BEGIN GIVEN INFORMATION

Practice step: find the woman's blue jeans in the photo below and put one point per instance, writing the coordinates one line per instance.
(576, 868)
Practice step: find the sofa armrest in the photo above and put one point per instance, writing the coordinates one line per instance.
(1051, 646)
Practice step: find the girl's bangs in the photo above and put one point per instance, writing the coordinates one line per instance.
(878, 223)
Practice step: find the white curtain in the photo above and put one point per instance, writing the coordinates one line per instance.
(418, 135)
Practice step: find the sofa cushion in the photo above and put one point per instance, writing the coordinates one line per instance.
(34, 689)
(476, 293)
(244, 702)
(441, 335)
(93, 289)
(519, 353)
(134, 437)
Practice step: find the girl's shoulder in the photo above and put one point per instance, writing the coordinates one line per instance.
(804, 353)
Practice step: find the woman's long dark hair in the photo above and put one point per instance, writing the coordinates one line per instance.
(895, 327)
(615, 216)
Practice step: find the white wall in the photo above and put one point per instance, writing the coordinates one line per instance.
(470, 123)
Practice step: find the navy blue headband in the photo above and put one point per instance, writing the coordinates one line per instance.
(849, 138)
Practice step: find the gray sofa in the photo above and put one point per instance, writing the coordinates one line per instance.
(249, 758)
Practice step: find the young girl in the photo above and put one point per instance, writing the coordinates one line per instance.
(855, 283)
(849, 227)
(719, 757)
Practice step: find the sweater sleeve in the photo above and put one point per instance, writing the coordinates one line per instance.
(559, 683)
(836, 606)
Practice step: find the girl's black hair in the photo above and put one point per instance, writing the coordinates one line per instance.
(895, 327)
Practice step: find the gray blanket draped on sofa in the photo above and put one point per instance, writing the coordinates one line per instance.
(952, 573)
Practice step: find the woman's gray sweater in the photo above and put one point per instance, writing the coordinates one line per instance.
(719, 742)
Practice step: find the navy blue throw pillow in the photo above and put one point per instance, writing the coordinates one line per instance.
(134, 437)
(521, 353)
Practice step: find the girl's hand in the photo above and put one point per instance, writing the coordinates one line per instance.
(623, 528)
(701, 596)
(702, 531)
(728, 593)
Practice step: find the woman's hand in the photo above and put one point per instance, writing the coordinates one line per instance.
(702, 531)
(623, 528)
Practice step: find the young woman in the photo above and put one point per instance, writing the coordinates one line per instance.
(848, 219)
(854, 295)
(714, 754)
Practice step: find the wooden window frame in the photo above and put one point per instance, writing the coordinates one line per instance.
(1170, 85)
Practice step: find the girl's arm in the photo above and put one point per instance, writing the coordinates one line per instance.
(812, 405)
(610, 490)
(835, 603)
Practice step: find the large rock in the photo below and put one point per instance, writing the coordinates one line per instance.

END GIVEN INFORMATION
BEGIN GIVEN INFORMATION

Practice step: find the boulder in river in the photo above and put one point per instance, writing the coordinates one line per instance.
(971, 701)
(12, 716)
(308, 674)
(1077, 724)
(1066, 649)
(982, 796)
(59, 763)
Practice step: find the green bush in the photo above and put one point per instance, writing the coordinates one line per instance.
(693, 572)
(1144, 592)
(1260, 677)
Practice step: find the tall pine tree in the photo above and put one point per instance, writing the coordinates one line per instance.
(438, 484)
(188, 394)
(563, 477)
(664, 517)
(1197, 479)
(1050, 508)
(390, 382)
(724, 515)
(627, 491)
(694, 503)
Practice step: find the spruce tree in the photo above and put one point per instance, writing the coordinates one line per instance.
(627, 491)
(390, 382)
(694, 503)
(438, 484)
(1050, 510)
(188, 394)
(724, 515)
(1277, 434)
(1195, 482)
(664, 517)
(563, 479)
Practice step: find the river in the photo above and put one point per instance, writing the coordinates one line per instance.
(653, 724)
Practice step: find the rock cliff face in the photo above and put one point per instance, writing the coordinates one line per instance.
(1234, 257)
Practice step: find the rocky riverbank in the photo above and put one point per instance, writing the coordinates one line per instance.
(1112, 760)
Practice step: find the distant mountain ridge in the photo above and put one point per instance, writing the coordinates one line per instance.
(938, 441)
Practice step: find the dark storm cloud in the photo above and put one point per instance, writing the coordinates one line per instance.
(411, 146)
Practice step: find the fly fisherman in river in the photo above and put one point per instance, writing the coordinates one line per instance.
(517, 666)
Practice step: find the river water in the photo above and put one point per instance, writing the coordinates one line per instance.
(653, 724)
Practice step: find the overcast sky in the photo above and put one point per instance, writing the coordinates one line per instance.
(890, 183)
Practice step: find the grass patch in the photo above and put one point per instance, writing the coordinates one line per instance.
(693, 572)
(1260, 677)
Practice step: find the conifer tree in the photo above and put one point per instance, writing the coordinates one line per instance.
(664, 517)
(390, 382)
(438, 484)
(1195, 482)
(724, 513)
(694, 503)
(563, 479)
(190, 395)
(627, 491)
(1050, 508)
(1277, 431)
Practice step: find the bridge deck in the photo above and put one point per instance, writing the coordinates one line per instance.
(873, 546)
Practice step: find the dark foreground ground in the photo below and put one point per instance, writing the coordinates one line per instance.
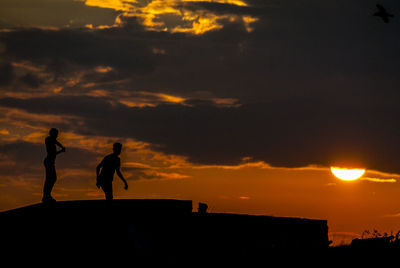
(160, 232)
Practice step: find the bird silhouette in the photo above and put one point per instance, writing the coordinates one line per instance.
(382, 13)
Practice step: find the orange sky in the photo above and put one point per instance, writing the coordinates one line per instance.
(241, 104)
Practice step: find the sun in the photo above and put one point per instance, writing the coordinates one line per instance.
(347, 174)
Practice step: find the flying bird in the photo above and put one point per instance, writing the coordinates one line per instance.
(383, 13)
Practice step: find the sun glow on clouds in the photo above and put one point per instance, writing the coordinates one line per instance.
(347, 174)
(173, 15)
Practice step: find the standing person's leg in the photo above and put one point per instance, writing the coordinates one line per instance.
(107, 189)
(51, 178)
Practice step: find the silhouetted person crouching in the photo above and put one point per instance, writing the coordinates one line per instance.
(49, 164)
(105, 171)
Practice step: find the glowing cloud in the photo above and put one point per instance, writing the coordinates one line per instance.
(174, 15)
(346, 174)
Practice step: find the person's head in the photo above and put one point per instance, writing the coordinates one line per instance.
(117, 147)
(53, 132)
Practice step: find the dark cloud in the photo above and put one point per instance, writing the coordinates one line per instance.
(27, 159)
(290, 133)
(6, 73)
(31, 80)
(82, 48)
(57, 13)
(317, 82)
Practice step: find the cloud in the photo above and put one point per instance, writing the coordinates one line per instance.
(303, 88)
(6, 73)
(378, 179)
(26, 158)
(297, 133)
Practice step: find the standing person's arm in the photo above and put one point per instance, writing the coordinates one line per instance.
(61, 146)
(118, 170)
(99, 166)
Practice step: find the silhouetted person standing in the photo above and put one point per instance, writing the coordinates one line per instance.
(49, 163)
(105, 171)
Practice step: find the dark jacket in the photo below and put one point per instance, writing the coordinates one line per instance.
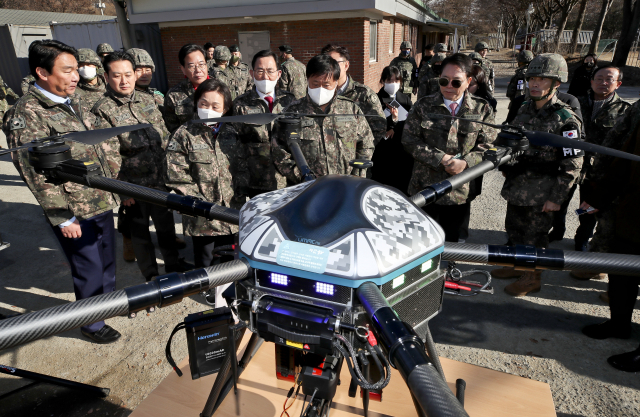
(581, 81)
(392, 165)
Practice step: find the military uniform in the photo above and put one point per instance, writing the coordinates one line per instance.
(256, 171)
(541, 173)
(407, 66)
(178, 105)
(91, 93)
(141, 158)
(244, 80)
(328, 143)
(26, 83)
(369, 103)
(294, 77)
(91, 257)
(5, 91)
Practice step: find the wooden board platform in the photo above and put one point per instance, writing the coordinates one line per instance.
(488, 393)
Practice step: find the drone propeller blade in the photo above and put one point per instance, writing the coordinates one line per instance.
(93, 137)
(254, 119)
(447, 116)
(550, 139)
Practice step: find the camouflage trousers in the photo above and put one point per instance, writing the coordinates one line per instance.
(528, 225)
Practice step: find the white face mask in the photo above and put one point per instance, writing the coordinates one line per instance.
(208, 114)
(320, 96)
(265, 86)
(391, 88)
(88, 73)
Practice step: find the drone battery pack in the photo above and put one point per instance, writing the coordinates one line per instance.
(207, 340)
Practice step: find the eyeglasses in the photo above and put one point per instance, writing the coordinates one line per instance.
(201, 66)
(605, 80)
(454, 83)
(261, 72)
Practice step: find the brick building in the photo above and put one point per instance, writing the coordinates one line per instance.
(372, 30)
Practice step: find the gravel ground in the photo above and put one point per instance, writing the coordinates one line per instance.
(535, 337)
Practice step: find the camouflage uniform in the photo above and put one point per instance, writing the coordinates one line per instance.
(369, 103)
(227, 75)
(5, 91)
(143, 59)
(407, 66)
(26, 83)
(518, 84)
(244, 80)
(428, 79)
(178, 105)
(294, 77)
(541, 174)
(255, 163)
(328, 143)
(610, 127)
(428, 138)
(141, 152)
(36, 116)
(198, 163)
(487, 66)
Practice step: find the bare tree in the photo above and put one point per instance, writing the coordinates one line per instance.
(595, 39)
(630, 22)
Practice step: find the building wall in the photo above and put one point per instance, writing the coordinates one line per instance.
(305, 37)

END GIVEN INFORMATION

Working from the records above, write out verbatim only the lines from the line containing "Practice step: find the wooden window" through the line containing "Practice step: find the large".

Practice step: find the wooden window frame in the photo above and put one point per instance, writing the coordinates one line per instance.
(1170, 85)
Practice step: find the girl's arm in the photo above and put one point per instance, writing the coordinates one line per instance.
(812, 405)
(610, 490)
(835, 603)
Practice step: find the large rock in the photo below and put one point per instance, writing the coordinates one line per instance.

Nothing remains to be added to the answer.